Wilayah pengembangan sorgum saat ini masih berpusat di Jawa dan NTT. Data Direktorat Serealia 2022-2023 menunjukkan akan dilakukan pengembangan sorgum di wilayah Pulau Sumatera, Pulau Sulawesi, plus wilayah Pulau Jawa dan NTT dengan estimasi luas tanam bisa mencapai 115 ribu ha. Data BPS 2019-2020 mencatat produksi sorgum nasional baru mencapai 4000-6000 ton setiap tahun.
Dalam sistem pengembangannya di tingkat lapangan, tantangan yang dihadapi adalah dikhawatirkan akan terjadinya pergeseran penggunaan lahan terhadap budidaya komoditi pangan utama (padi, jagung, kedelai). Kemudian berikutnya adalah ketersediaan sarana produksi yang masih mahal dan terbatas seperti benih unggul dan pupuk. Bisa jadi sorgum tidak termasuk dalam alokasi pupuk bersubsidi dibandingkan dengan komoditi pangan utama di atas.
□ □ □ □
▶ _DAFTAR TUGAS_:
**A)** Menurut kutipan tentang sorgum, berapa produksi sorgum nasional tiap tahun berdasarkan data BPS 2019-2020?
**B)** Sebutkan semua wilayah yang menurut data Direktorat Serealia 2022-2023 dalam kutipan tentang sorgum akan menjadi tempat pengembangan sorgum.
**C)** Lanjutkan kutipan tentang pengembangan sorgum mulai dari kalimat terakhirnya.

▶ _ISI MATERI_:
□ □ □ □
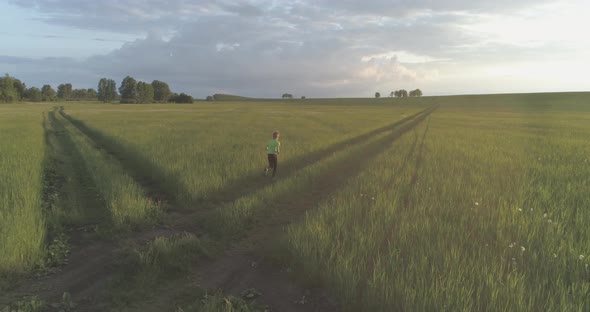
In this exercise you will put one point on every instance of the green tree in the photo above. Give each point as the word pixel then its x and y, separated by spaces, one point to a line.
□ □ □ □
▶ _DAFTAR JAWABAN_:
**A)** Produksinya baru mencapai 4000-6000 ton setiap tahun.

**B)** Pulau Sumatera, Pulau Sulawesi, Pulau Jawa, dan NTT.

**C)**
Selanjutnya, hilirisasi dan diversifikasi produk ketika hasil panen bisa melimpah. Persoalannya apa sudah ada buyer/off taker yang sanggup untuk menyerap semua hasil panen petani termasuk ketetapan satuan harga panen oleh Pemerintah. Karena itu, kebijakan pemerintah sangat diharapkan untuk memastikan suatu komoditi terutama sorgum ini agar bisa lebih berkembang dan mendukung upaya untuk mensejahterakan keluarga petani menuju pertanian maju mandiri modern.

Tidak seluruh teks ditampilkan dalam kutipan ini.